> _原文节选_:
►
Python 示例:validate_url
validate_url
标量函数会从表中读取字符串,即 URL。然后,它会验证该 URL 是否会做出响应,以返回状态代码或指示尝试失败的字符串。
您可以在 Vertica Github 存储库中找到更多 UDx 示例:https://github.com/vertica/UDx-Examples。
UDSF Python 代码
import vertica_sdk
import urllib.request
import time
class validate_url(vertica_sdk.ScalarFunction):
"""Validates HTTP requests.
Returns the status code of a webpage. Pages that cannot be accessed return
"Failed to load page."
"""
def __init__(self):
pass
def setup(self, server_interface, col_types):
pass
def processBlock(self, server_interface, arg_reader, res_writer):
# Writes a string to the UDx log file.
server_interface.log("Validating webpage accessibility - UDx")
while(True):
url = arg_reader.getString(0)
try:
status = urllib.request.urlopen(url).getcode()
# Avoid overwhelming web servers -- be nice.
time.sleep(2)
except (ValueError, urllib.error.HTTPError, urllib.error.URLError):
status = 'Failed to load page'
res_writer.setString(str(status))
res_writer.next()
if not arg_reader.next():
# Stop processing when there are no more input rows.
break
def destroy(self, server_interface, col_types):
pass
class validate_url_factory(vertica_sdk.ScalarFunctionFactory):
def createScalarFunction(self, srv):
return validate_url()
◄
> _练习要求_:
1) 照原样誊写 validate_url 示例中的一段，从“Python 示例:validate_url”起，一直到“存储库中找到更多 UDx 示例:https://github.com/vertica/UDx-Examples。”为止。
2) 接着 validate_url 示例的末尾往下续写。

> _资料摘录_:
►
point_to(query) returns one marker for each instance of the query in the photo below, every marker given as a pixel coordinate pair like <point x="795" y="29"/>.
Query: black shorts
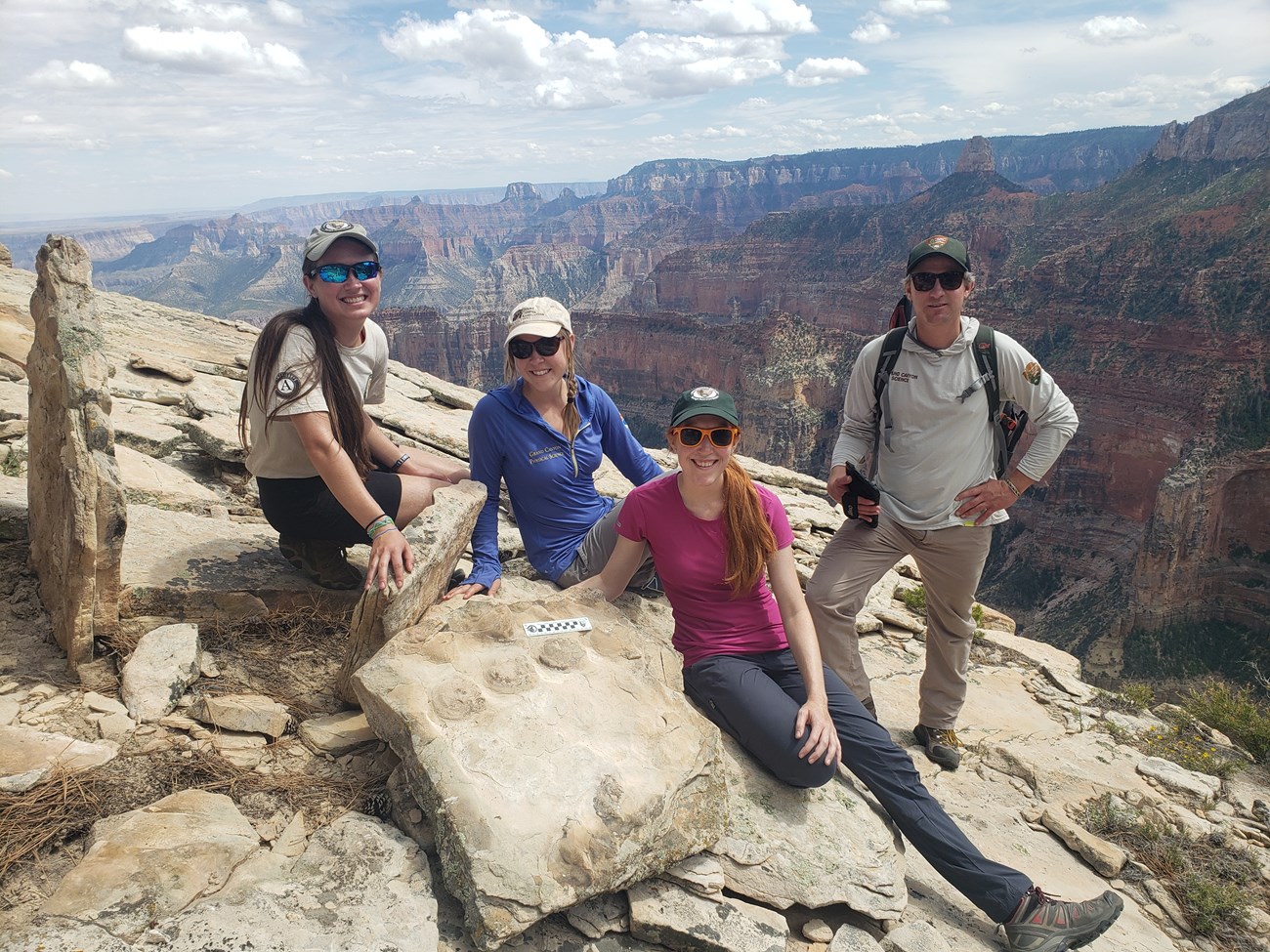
◄
> _参考答案_:
1)
Python 示例:validate_url
validate_url
标量函数会从表中读取字符串,即 URL。然后,它会验证该 URL 是否会做出响应,以返回状态代码或指示尝试失败的字符串。
您可以在 Vertica Github 存储库中找到更多 UDx 示例:https://github.com/vertica/UDx-Examples。

2)
def getPrototype(self, srv_interface, arg_types, return_type):
arg_types.addVarchar()
return_type.addChar()
def getReturnType(self, srv_interface, arg_types, return_type):
return_type.addChar(20)
加载函数和库
创建库和函数。
=> CREATE OR REPLACE LIBRARY pylib AS 'webpage_tester/validate_url.py' LANGUAGE 'Python';
=> CREATE OR REPLACE FUNCTION validate_url AS LANGUAGE 'Python' NAME 'validate_url_factory' LIBRARY pylib fenced;
使用函数查询数据
以下查询显示了如何使用 UDSF 运行查询。
=> SELECT url, validate_url(url) AS url_status FROM webpages;
url | url_status
-----------------------------------------------+----------------------
http://www.vertica.com/documentation/vertica/ | 200
http://www.google.com/ | 200
http://www.mass.gov.com/ | Failed to load page
http://www.espn.com | 200
http://blah.blah.blah.blah | Failed to load page
http://www.microfocus.com/ | 200
(6 rows)